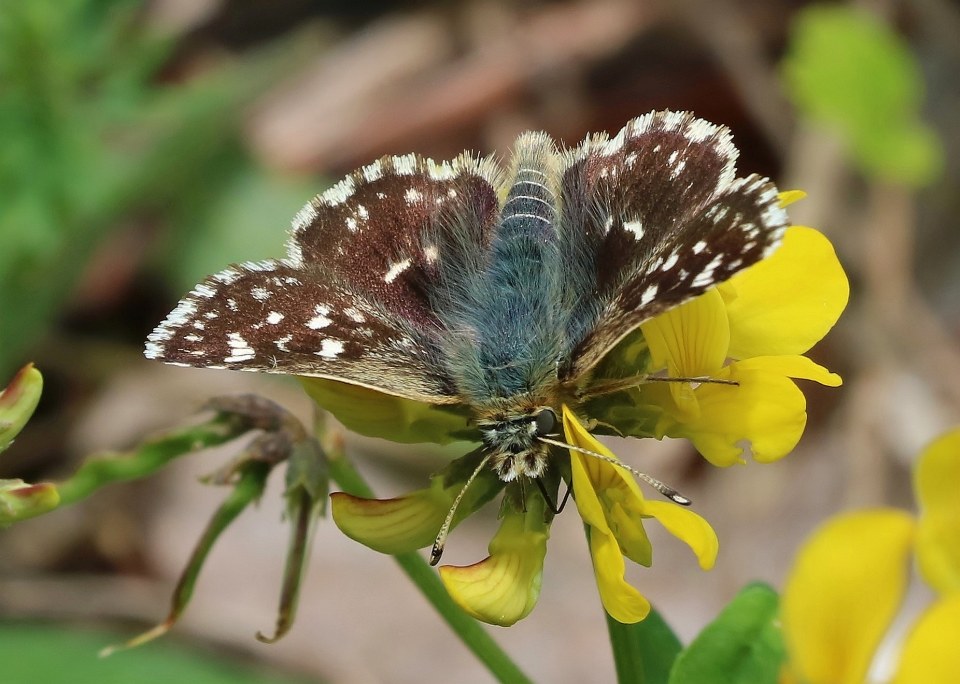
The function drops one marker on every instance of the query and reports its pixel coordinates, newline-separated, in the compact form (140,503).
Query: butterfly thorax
(506,330)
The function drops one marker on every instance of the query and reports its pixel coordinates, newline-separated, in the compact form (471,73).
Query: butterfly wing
(654,217)
(352,300)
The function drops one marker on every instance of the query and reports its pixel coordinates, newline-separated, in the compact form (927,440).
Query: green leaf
(645,651)
(849,70)
(743,645)
(46,654)
(251,478)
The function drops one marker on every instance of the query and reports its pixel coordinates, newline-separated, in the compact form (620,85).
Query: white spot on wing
(354,315)
(339,193)
(395,270)
(373,172)
(203,290)
(320,320)
(152,350)
(330,348)
(635,227)
(306,216)
(227,276)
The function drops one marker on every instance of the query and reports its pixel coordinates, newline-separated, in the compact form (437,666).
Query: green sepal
(251,478)
(17,403)
(848,69)
(743,645)
(619,413)
(307,488)
(643,651)
(20,500)
(411,522)
(375,414)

Try it> Print the material above word for word, first line through the line with "compact form (620,85).", and leave every picture out.

Your solution>
The function drops one marker on every instance of the query and reports its pixel coordinates, newline-separated, in the compact form (140,503).
Query: butterfly thorax
(506,330)
The function drops one marker on every instance of the query and reports its pixel coordinates, newline-separated, in the compact form (471,73).
Query: butterfly wing
(654,217)
(352,300)
The function drops one marker on every instance of the query and reports its pixel coordinates, newline-separated, in the compact form (927,440).
Query: green leaf
(645,651)
(849,70)
(743,645)
(46,654)
(251,478)
The function drops one marker on every instance of the query and reports its pixel coordinates, newline-separated, in the compact form (620,85).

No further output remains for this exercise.